**YOUR INSTRUCTIONS:**
From the records below, copy each line that has the word "negative" in it.

Records from a dataset:
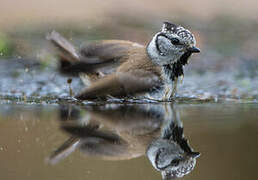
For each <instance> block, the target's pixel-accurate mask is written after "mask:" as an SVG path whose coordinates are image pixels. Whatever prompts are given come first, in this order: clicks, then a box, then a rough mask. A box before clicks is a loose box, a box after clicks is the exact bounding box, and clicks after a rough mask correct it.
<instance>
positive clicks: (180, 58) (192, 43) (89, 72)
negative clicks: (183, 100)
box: [47, 22, 200, 101]
mask: <svg viewBox="0 0 258 180" xmlns="http://www.w3.org/2000/svg"><path fill="white" fill-rule="evenodd" d="M47 39H48V40H50V41H51V42H52V43H53V44H54V45H55V46H56V47H57V49H58V51H57V55H58V57H59V60H60V62H61V70H62V71H63V72H66V73H72V74H74V73H78V74H79V76H80V77H81V79H82V81H83V82H84V84H85V85H86V88H85V89H84V90H82V91H81V93H79V94H78V95H76V96H75V97H76V98H77V99H80V100H88V99H96V98H107V97H110V96H111V97H119V98H120V97H130V96H141V97H147V98H151V99H157V100H164V101H169V100H171V99H172V98H173V96H174V95H175V93H176V88H177V82H178V78H179V77H182V76H183V75H184V72H183V66H184V65H186V64H187V63H188V61H189V58H190V56H191V55H192V53H199V52H200V50H199V49H198V48H196V47H195V45H196V40H195V38H194V35H193V34H192V33H191V32H190V31H189V30H187V29H185V28H183V27H182V26H179V25H175V24H172V23H169V22H164V23H163V26H162V29H161V31H160V32H158V33H156V34H155V35H154V36H153V38H152V39H151V41H150V42H149V43H148V45H147V46H143V45H140V44H138V43H135V42H131V41H123V40H103V41H99V42H95V43H90V44H87V45H85V46H82V47H81V48H80V49H79V50H76V48H75V47H74V46H73V45H72V44H71V43H70V42H68V41H67V40H66V39H65V38H64V37H62V36H61V35H60V34H58V33H57V32H55V31H53V32H52V33H50V34H49V35H48V36H47Z"/></svg>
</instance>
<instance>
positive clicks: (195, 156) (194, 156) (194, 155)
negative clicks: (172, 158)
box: [189, 152, 201, 158]
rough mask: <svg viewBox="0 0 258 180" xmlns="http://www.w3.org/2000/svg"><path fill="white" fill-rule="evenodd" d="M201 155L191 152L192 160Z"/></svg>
mask: <svg viewBox="0 0 258 180" xmlns="http://www.w3.org/2000/svg"><path fill="white" fill-rule="evenodd" d="M200 155H201V154H200V153H199V152H191V154H190V155H189V156H190V157H191V158H198V157H199V156H200Z"/></svg>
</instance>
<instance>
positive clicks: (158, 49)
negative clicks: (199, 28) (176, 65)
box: [147, 22, 200, 65]
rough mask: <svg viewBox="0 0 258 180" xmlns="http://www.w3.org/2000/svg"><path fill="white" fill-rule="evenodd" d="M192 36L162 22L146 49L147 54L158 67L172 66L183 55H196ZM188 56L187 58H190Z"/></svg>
mask: <svg viewBox="0 0 258 180" xmlns="http://www.w3.org/2000/svg"><path fill="white" fill-rule="evenodd" d="M195 45H196V40H195V37H194V35H193V34H192V33H191V32H190V31H189V30H187V29H185V28H184V27H182V26H180V25H176V24H172V23H169V22H164V23H163V26H162V29H161V31H160V32H158V33H157V34H155V36H154V37H153V38H152V40H151V42H150V43H149V45H148V47H147V53H148V55H149V57H150V58H151V59H152V61H153V62H154V63H156V64H158V65H168V64H173V63H175V62H177V61H179V60H180V58H181V57H182V56H183V55H184V54H185V53H188V54H190V55H191V54H192V53H198V52H200V50H199V49H198V48H196V47H195ZM190 55H188V58H189V57H190Z"/></svg>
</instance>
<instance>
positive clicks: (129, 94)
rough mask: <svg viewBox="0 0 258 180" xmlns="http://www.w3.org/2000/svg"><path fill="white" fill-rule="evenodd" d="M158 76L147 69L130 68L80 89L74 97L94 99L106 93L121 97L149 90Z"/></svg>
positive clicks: (118, 72)
mask: <svg viewBox="0 0 258 180" xmlns="http://www.w3.org/2000/svg"><path fill="white" fill-rule="evenodd" d="M159 82H160V81H159V78H158V77H157V76H156V75H155V74H153V73H151V72H148V71H143V70H132V71H130V72H117V73H114V74H111V75H109V76H107V77H104V78H102V79H100V80H98V81H97V82H95V83H92V85H91V86H90V87H89V88H87V89H85V90H84V91H82V92H81V93H80V94H79V95H77V96H76V98H78V99H81V100H85V99H95V98H104V97H106V96H107V95H111V96H115V97H123V96H127V95H135V94H138V93H144V92H147V91H150V90H151V89H153V88H154V87H155V86H157V85H158V84H159Z"/></svg>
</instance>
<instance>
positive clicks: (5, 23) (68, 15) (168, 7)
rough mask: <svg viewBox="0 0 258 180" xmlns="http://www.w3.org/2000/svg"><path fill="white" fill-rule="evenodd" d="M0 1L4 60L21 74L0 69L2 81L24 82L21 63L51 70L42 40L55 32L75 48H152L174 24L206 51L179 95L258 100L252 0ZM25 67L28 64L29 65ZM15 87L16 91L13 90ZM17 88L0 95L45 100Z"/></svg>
mask: <svg viewBox="0 0 258 180" xmlns="http://www.w3.org/2000/svg"><path fill="white" fill-rule="evenodd" d="M0 2H1V6H0V12H1V16H0V27H1V28H0V59H3V60H10V59H12V60H14V59H15V61H14V62H15V63H14V64H16V65H15V68H8V70H9V71H10V69H16V70H15V71H14V72H12V73H11V74H10V72H9V71H8V72H6V66H8V67H11V66H12V65H10V63H8V64H6V63H7V62H6V61H5V62H0V63H1V66H2V73H0V76H2V77H3V78H5V77H6V78H9V77H10V76H12V77H15V78H17V77H20V75H21V74H22V73H23V72H24V70H23V71H18V70H17V67H16V66H17V64H19V63H21V64H22V65H20V66H19V67H20V68H23V69H26V68H27V69H26V71H27V73H28V71H30V70H31V68H30V67H31V63H32V62H33V63H32V64H35V61H36V62H37V63H39V66H40V69H41V70H42V69H44V68H46V67H47V68H49V67H54V66H55V64H56V63H55V61H54V60H53V56H52V54H53V53H52V52H51V50H50V49H51V48H50V47H49V44H48V42H47V41H46V40H45V35H46V33H47V32H50V31H52V30H56V31H59V32H60V33H61V34H62V35H64V36H65V37H66V38H68V39H69V40H70V41H71V42H72V43H74V44H75V45H76V46H79V45H80V44H81V43H82V42H85V41H91V40H99V39H126V40H131V41H136V42H139V43H142V44H147V43H148V42H149V40H150V39H151V37H152V35H153V34H155V33H156V32H157V31H159V29H160V28H161V25H162V22H163V21H171V22H173V23H176V24H181V25H183V26H185V27H186V28H188V29H190V30H191V31H192V32H193V33H194V35H195V36H196V39H197V46H198V47H200V48H201V54H198V55H194V56H193V57H192V60H191V63H190V65H189V66H187V67H186V78H185V81H184V84H183V86H181V87H183V90H182V91H180V92H182V94H181V95H188V96H189V95H195V97H202V98H206V97H211V98H213V99H214V98H215V99H216V98H217V97H229V98H237V99H239V98H242V99H243V98H245V99H256V98H257V94H258V93H257V89H258V83H257V82H258V79H257V75H258V60H257V57H258V51H257V50H258V18H257V11H258V2H257V1H255V0H247V1H243V0H240V1H233V0H227V1H223V0H213V1H211V0H209V1H207V0H196V1H187V0H182V1H171V0H163V1H161V2H160V1H154V0H141V1H138V0H130V1H124V0H106V1H101V0H95V1H89V0H77V1H68V0H62V1H58V0H45V1H39V0H38V1H36V0H26V1H21V0H0ZM25 60H27V61H25ZM28 60H30V61H28ZM17 61H18V62H17ZM31 61H32V62H31ZM9 62H10V61H9ZM25 62H26V63H28V62H29V65H26V66H24V63H25ZM30 72H31V71H30ZM36 74H38V73H36ZM25 76H26V75H25ZM6 78H5V79H6ZM34 78H36V76H34ZM11 81H13V82H12V83H11V84H16V85H15V86H11V85H10V82H11ZM31 81H32V80H30V82H31ZM43 81H45V80H43ZM192 82H194V83H192ZM19 83H20V82H19V81H17V80H15V79H9V80H8V81H7V84H5V85H3V84H2V85H1V86H0V92H1V93H2V94H10V93H11V94H22V93H23V94H26V95H28V96H29V95H32V94H34V95H36V94H39V95H40V93H38V92H37V93H35V92H26V90H24V89H26V85H24V82H22V83H20V84H19ZM17 84H19V86H18V87H19V88H18V89H17ZM53 86H54V85H53ZM22 87H24V88H22ZM185 89H188V90H189V91H186V90H185ZM183 91H184V92H183ZM54 92H55V91H51V92H48V93H44V94H52V95H53V93H54ZM193 92H194V93H193ZM58 93H59V94H60V92H58ZM58 93H57V94H58Z"/></svg>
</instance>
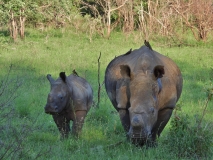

**TASK RESULT:**
negative clicks: (183, 100)
negative clicks: (172, 158)
negative clicks: (199, 28) (176, 65)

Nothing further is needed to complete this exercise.